- [PROBLEMA PLANTEADO]
Busca en los datos siguientes cada línea que contenga la palabra "blue" y cópiala sin cambios.

- [DATOS PARA PROCESAR]
--------------------
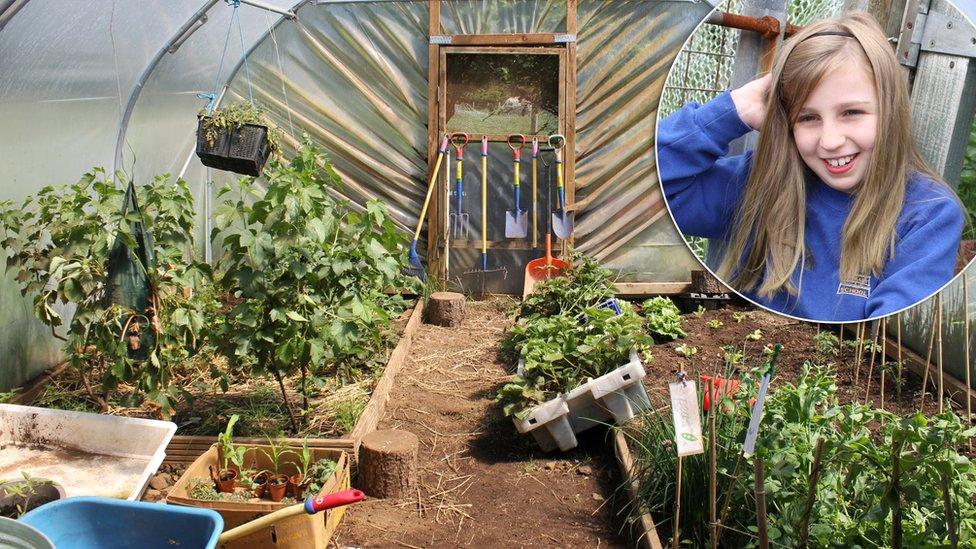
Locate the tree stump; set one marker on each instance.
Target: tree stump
--------------------
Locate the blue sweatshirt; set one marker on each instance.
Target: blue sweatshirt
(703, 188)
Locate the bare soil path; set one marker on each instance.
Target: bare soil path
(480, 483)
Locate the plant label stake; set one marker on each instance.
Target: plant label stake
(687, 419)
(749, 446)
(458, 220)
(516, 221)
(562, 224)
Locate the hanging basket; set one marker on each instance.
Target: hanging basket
--------------------
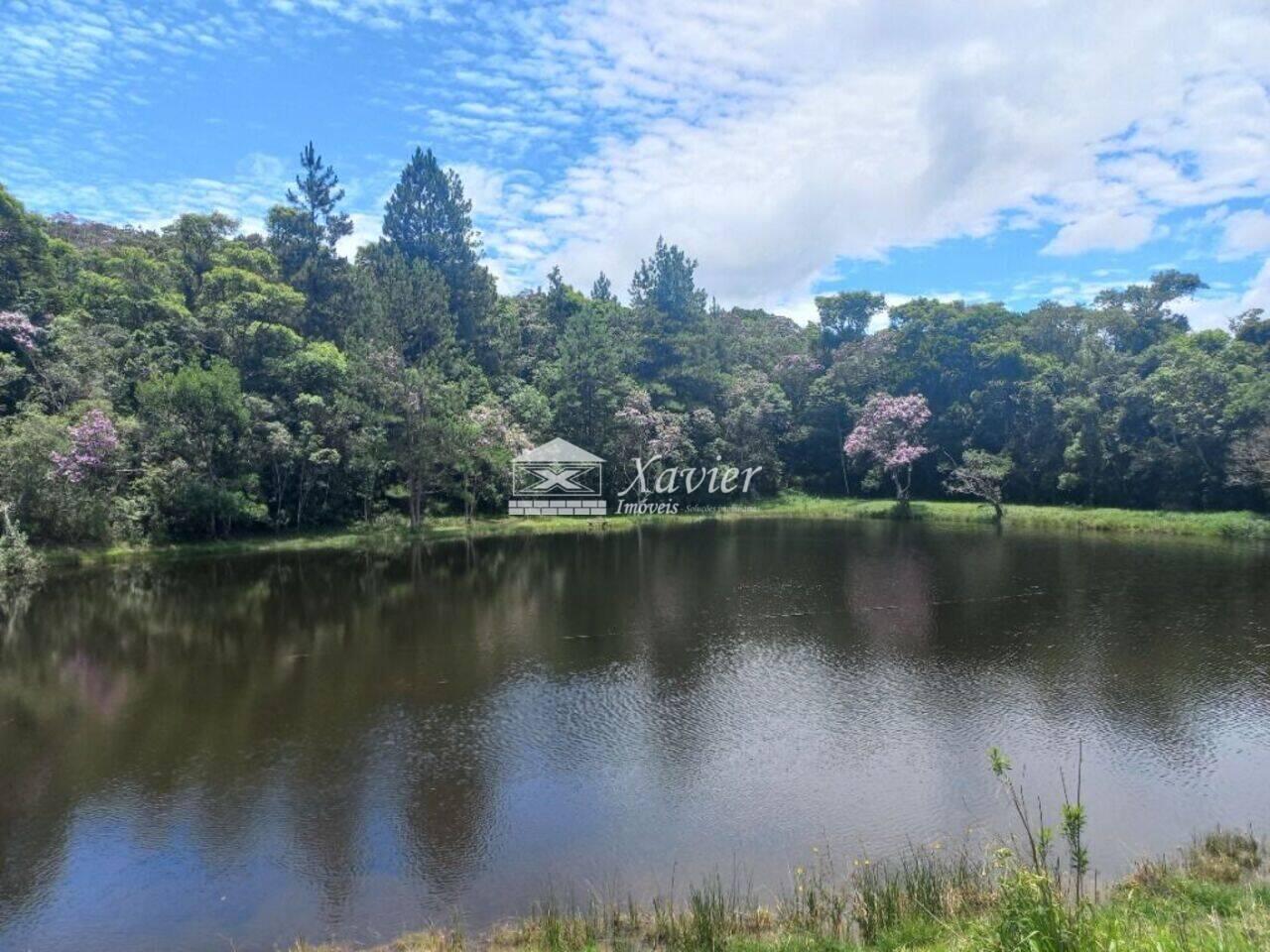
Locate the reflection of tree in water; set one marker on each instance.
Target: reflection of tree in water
--------------------
- [SOLUCIÓN DESARROLLADA]
Locate the blue sweatshirt; set one marker on each instance.
Target: blue sweatshirt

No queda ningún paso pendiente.